DOCUMENT TEXT.
*-*-*
Battle of Endagabatan
| Date | 1563 |
| Location | Endagabatan, Ethiopia (north west of Fatagar) |
| Result | Ethiopian Imperial victory Revolt suppressed; Hamalmal reconciles with Emperor Sarsa Dengel; |

Belligerents
- Ethiopian Empire Islamic state of Wej: Rebels

Commanders and leaders
- Dejazmach Taklo Garad Asmadin: Dejazmach Hamalmal

Strength
- Unknown Abyssinan Imperial troops 800 Wej Cavalry: 500 Cavalry, and unknown foot soldiers

Casualties and losses
- Unknown: Unknown

= Battle of Endagabatan =

The Battle of Endagabatan was fought in the year 1563 between the forces of the Ethiopian Empire led by Dejazmach Taklo, and rebels under Dejazmach Hamalmal.

==Battle==
Hamalmal led a revolt against his cousin, the Emperor of Ethiopia Sarsa Dengel. Hamalmal barricaded his forces at Endagabatan in preparation for an offensive. Largely outnumbered by Hamalmal's rebels, the Emperor's able general Taklo successfully received assistance from the Malassay Muslim Garad Asmadin of Wej. The revolt was suppressed after a series of victories by the imperial troops which led to Hamalmal requesting clemency from the Emperor.
*-*-*
ENTRIES PROVIDED.
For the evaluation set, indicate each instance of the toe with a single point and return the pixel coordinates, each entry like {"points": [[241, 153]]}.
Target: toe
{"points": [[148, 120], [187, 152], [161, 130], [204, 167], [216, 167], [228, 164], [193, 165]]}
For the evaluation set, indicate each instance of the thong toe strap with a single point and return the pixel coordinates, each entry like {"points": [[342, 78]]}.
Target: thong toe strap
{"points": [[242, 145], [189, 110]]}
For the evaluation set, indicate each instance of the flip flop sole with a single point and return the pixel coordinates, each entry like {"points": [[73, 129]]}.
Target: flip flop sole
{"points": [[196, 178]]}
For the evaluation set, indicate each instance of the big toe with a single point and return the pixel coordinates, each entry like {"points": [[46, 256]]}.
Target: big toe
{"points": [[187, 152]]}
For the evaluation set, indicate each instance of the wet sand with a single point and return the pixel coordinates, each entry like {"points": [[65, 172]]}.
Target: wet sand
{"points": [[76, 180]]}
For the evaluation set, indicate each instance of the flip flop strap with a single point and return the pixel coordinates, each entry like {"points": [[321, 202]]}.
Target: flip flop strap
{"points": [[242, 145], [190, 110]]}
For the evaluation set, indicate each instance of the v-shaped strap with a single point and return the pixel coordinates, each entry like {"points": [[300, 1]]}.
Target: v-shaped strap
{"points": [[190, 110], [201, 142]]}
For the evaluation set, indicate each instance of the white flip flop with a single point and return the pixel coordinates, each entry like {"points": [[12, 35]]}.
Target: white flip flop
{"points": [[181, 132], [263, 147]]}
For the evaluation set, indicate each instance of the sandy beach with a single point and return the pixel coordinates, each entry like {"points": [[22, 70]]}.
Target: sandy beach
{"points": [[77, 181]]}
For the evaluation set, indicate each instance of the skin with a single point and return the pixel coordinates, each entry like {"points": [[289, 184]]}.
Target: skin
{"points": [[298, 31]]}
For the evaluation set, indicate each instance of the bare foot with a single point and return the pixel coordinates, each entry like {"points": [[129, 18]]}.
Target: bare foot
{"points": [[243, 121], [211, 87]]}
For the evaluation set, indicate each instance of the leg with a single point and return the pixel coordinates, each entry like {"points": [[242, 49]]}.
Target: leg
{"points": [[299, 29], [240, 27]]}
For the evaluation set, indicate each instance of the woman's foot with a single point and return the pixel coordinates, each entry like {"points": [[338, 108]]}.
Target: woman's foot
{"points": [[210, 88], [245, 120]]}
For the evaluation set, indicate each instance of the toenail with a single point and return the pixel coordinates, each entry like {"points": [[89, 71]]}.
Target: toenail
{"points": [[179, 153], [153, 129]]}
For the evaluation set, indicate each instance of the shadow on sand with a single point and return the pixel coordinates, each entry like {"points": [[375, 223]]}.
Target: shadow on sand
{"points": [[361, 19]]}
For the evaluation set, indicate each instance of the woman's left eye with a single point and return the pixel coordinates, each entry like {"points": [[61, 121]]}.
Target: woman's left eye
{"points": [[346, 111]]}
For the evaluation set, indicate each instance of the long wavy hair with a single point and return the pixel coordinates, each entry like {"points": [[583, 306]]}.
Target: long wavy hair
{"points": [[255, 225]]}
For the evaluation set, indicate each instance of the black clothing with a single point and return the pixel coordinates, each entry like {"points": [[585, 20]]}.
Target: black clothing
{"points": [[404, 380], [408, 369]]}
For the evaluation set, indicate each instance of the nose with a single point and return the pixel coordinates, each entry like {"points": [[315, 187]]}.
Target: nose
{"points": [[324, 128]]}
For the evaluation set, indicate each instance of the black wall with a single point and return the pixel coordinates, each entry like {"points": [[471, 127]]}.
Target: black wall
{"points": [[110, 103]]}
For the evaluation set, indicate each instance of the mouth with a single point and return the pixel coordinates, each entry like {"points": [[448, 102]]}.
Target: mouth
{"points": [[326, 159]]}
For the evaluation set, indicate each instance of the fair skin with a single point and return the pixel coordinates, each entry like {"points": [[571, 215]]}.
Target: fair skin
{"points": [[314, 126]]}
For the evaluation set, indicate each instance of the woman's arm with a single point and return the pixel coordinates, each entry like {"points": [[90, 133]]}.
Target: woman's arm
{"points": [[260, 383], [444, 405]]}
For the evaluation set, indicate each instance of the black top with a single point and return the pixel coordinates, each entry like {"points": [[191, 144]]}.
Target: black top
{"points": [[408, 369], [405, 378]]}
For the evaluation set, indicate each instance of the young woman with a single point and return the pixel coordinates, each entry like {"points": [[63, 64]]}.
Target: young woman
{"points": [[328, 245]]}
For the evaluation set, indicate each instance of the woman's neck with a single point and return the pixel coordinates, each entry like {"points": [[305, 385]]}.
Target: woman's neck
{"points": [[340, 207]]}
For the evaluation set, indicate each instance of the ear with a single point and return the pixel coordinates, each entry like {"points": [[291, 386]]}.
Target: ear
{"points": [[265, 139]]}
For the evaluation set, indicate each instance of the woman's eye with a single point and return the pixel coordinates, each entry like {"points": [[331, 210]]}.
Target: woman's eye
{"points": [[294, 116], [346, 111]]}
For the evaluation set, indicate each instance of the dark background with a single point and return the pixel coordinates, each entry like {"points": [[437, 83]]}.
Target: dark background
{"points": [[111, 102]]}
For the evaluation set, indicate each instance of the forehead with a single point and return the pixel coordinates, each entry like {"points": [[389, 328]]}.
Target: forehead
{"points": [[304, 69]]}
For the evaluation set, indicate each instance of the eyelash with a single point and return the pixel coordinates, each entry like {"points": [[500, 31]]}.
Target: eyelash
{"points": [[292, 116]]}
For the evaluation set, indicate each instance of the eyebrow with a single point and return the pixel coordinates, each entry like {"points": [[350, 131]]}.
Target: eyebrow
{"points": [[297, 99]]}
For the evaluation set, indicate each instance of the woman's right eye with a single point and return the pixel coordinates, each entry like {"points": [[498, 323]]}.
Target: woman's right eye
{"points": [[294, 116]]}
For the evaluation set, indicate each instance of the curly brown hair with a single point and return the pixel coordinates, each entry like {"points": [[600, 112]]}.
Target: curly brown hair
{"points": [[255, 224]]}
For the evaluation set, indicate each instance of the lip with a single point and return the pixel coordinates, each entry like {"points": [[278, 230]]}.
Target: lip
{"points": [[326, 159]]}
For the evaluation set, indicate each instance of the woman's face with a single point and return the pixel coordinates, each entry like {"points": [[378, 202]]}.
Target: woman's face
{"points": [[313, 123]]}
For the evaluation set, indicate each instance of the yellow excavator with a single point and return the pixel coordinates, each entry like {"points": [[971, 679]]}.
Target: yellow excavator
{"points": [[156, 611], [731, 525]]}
*-*-*
TASK OBJECTIVE. From the text on the Battle of Endagabatan, copy the stretch from "The Battle of" through "from the Emperor." word for word. The lines have no connection to the Battle of Endagabatan text.

RESULT OF THIS TASK.
The Battle of Endagabatan was fought in the year 1563 between the forces of the Ethiopian Empire led by Dejazmach Taklo, and rebels under Dejazmach Hamalmal.

==Battle==
Hamalmal led a revolt against his cousin, the Emperor of Ethiopia Sarsa Dengel. Hamalmal barricaded his forces at Endagabatan in preparation for an offensive. Largely outnumbered by Hamalmal's rebels, the Emperor's able general Taklo successfully received assistance from the Malassay Muslim Garad Asmadin of Wej. The revolt was suppressed after a series of victories by the imperial troops which led to Hamalmal requesting clemency from the Emperor.